Excerpted passage ::
....................
This ruling applies for the following period
Year ended 30 June 2015
The scheme commences on
1 July 2014
Relevant facts and circumstances
You are a resident of Australia for tax purposes.
You and your spouse have private patient hospital cover under a private health insurance policy.
Your joint taxable income will exceed $200,000 and your income will exceed $20,542.
You are going overseas in the year ended 30 June 2015.
You understand that you cannot cancel your private health insurance policy without being liable for the MLS for not having private patient hospital cover.
You are considering suspending your private health insurance policy while you are overseas.
You are not a 'prescribed person' as defined in section 251U of the Income Tax Assessment Act 1936.
Relevant legislative provisions
Income Tax Assessment Act 1936 section 251R
Income Tax Assessment Act 1936 section 251U
Medicare Levy Act 1986 subsection 3(5)
....................
What to do ::
A) In the tax ruling on private health insurance, on what date does the scheme commence?
B) Pick up the tax ruling on private health insurance after its last line and keep writing it.
The stored data comes from a separate source.

Stored data:
....................
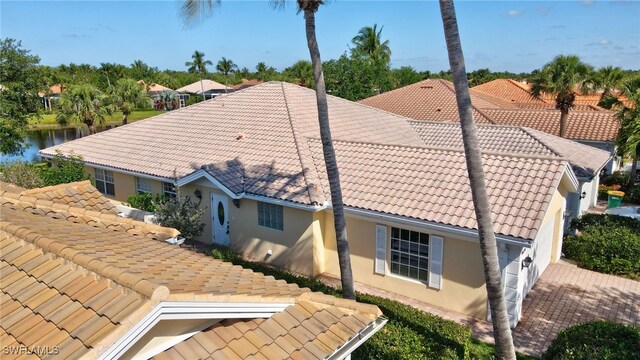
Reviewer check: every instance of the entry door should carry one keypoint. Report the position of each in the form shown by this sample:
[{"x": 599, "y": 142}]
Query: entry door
[{"x": 220, "y": 214}]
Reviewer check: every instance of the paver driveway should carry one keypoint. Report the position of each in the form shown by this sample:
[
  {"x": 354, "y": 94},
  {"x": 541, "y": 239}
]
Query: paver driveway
....................
Numbered responses ::
A) 1 July 2014

B)
Medicare Levy Act 1986 section 8D
Reasons for decision
Section 8D of the Medicare Levy Act 1986 (MLA) imposes an increase in the Medicare levy (commonly known as the Medicare levy surcharge) for a married person for the period they or any of their dependants, who are not prescribed persons, are not covered by an insurance policy that provides private patient hospital cover.
If you suspend your cover under your current private health insurance policy for the period you are overseas, you will not be covered by an insurance policy that provides private patient hospital cover, and as such you will be liable for the MLS for the period that the policy is suspended.